> EXCERPT:
[Begin]

So last week I built a watcher for it. The build took an evening and taught me more about the boundary between an automated system and its OS than anything else I've done this year.

Phase one: just tell me

The first version did nothing but look and report. Every five minutes the worker takes a picture of the console display, scans for anything that looks like a permission prompt, and if it finds one, sends a push to my phone with a screenshot link and writes an audit row. Detect and notify. No clicking.

I wanted to use the accessibility tree for detection, because that's the structured, correct way to read a UI: real elements with real labels and real coordinates, no guessing. It returned zero elements. Not an error, not a permission failure, just an empty array.

That turns out to be the rule, not a bug. Screen-mode accessibility queries return nothing for other applications' windows. The AX tree is scoped to what you own, and my worker owns none of the windows it cares about. The one thing on the machine I most needed to read was structurally invisible to the API designed for reading things.

[End]

> EXTRACTED DATA:
[Begin]

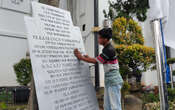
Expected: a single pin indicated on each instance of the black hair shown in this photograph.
(106, 33)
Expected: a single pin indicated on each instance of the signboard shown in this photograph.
(17, 5)
(62, 82)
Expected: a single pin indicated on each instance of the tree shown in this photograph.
(23, 71)
(128, 9)
(133, 56)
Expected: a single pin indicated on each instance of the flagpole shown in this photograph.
(160, 63)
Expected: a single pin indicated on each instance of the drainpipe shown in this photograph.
(96, 47)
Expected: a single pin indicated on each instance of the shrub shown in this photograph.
(128, 9)
(133, 56)
(171, 61)
(23, 71)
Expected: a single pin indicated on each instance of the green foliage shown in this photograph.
(128, 9)
(23, 71)
(171, 94)
(150, 98)
(133, 56)
(171, 61)
(3, 106)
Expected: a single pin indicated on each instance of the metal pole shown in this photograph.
(160, 65)
(96, 47)
(171, 75)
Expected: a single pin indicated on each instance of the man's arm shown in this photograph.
(85, 58)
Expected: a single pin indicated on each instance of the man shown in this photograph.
(113, 79)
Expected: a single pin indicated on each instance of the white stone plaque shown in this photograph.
(62, 82)
(17, 5)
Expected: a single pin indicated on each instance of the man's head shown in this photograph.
(104, 36)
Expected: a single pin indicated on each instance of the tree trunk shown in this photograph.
(54, 3)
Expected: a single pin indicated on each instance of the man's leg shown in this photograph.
(106, 99)
(115, 97)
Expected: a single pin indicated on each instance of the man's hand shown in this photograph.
(78, 54)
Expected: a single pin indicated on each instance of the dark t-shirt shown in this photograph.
(110, 63)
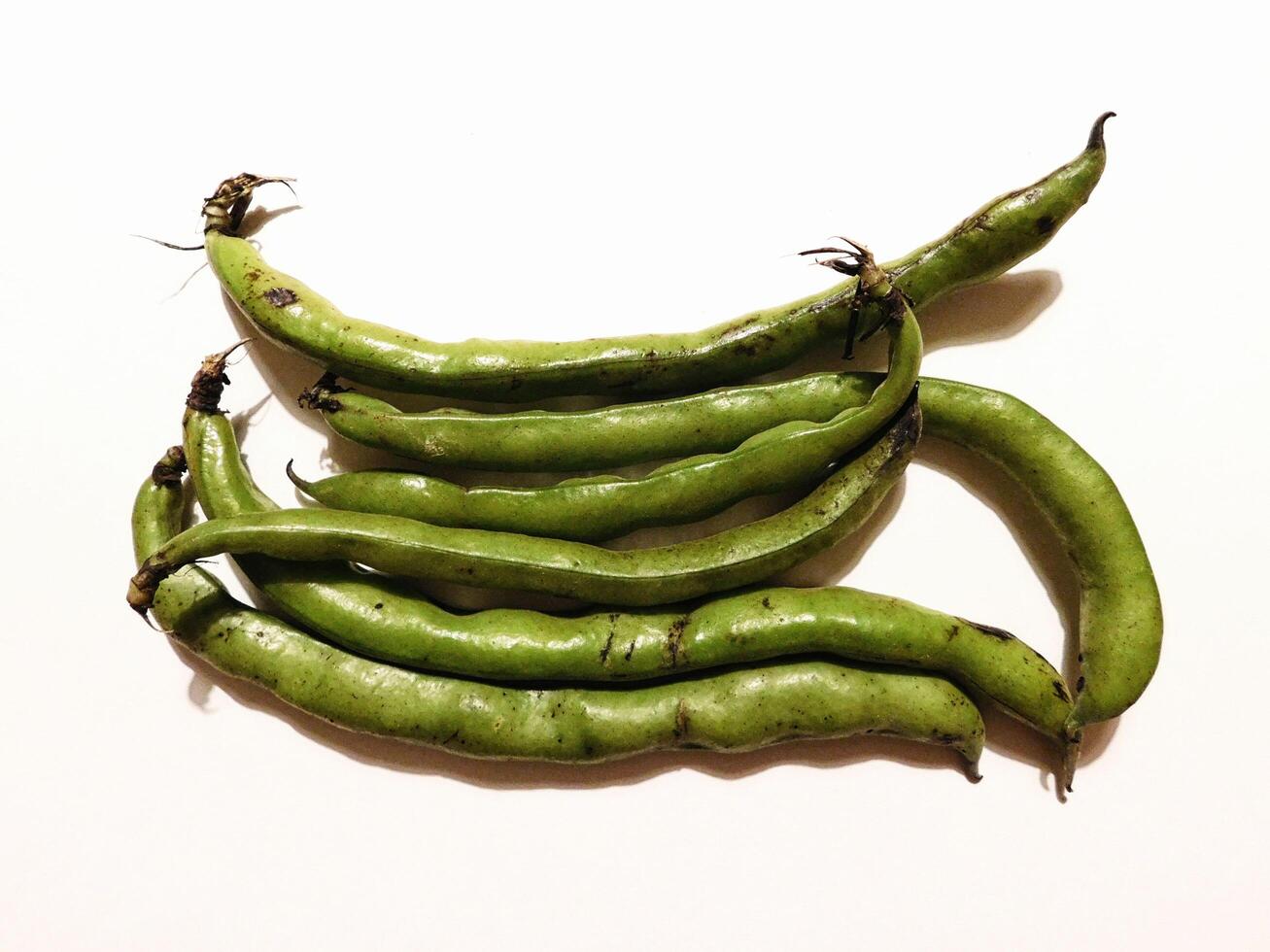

[End]

> EXERCISE REQUIREMENTS:
1) Render the entries, from the line containing "Expected: a single pin indicated on each instance of the green" through the end of the entries, as a Markdown table with the columns Row and Entry line. Number each line, and leave out blank lines and the pictures.
2) Carry the excerpt about building the console watcher forward from its final sentence.

> RESULTS FOR THE EXERCISE:
1)
| Row | Entry line |
|---|---|
| 1 | Expected: a single pin indicated on each instance of the green foliage shown in this photograph. |
| 2 | (128, 9) |
| 3 | (23, 71) |
| 4 | (171, 94) |
| 5 | (150, 98) |
| 6 | (133, 56) |
| 7 | (171, 61) |
| 8 | (3, 106) |
| 9 | Expected: a single pin indicated on each instance of the metal pole shown in this photograph. |
| 10 | (160, 65) |
| 11 | (96, 47) |
| 12 | (171, 75) |
| 13 | Expected: a single pin indicated on each instance of the man's arm shown in this photograph. |
| 14 | (85, 58) |
| 15 | Expected: a single pin indicated on each instance of the man shown in this photograph. |
| 16 | (113, 79) |
| 17 | Expected: a single pin indicated on each instance of the white stone plaque shown in this photograph. |
| 18 | (62, 82) |
| 19 | (17, 5) |
| 20 | Expected: a single pin indicated on each instance of the man's head shown in this photograph. |
| 21 | (104, 36) |
| 22 | Expected: a single pin indicated on each instance of the tree trunk shown in this photograph. |
| 23 | (54, 3) |
| 24 | Expected: a single pin indicated on each instance of the man's leg shown in this photograph. |
| 25 | (106, 99) |
| 26 | (115, 97) |
| 27 | Expected: a single pin indicated on each instance of the man's hand shown in this photograph. |
| 28 | (78, 54) |
| 29 | Expected: a single pin indicated on each instance of the dark t-shirt shown in this photograph. |
| 30 | (110, 63) |

2)
OCR reads it fine. The Vision framework doesn't care who owns the window, because it isn't reading a window, it's reading pixels. So the watcher works the way a person does: it looks at the screen and reads the words. It matches on strict signatures ("Don't Allow", "Always Allow", "Allow Once", "Open System Settings", or the Allow and Deny pair together). A lone "Allow" or "OK" never fires, because those strings show up in ordinary app chrome all day.

The first real bug was the deduplication. I fingerprint each dialog so the same one doesn't re-notify every five minutes, and I built the fingerprint from the button labels plus the surrounding text. The surrounding text was the whole screen's OCR, which includes the menu bar clock. The clock changes every minute. Every tick produced a new fingerprint, so every tick was a brand new dialog, so my phone buzzed every five minutes with the same popup. The fix is dumb and works: only count text within 700 pixels of a trigger button as part of the dialog. The fingerprint went stable, and as a bonus the notification body now quotes what the dialog actually says instead of the clock and my notification center.

Phase two: what if it just clicked it

I showed it to myself working, and immediately asked the obvious question: we can't just have it click Allow?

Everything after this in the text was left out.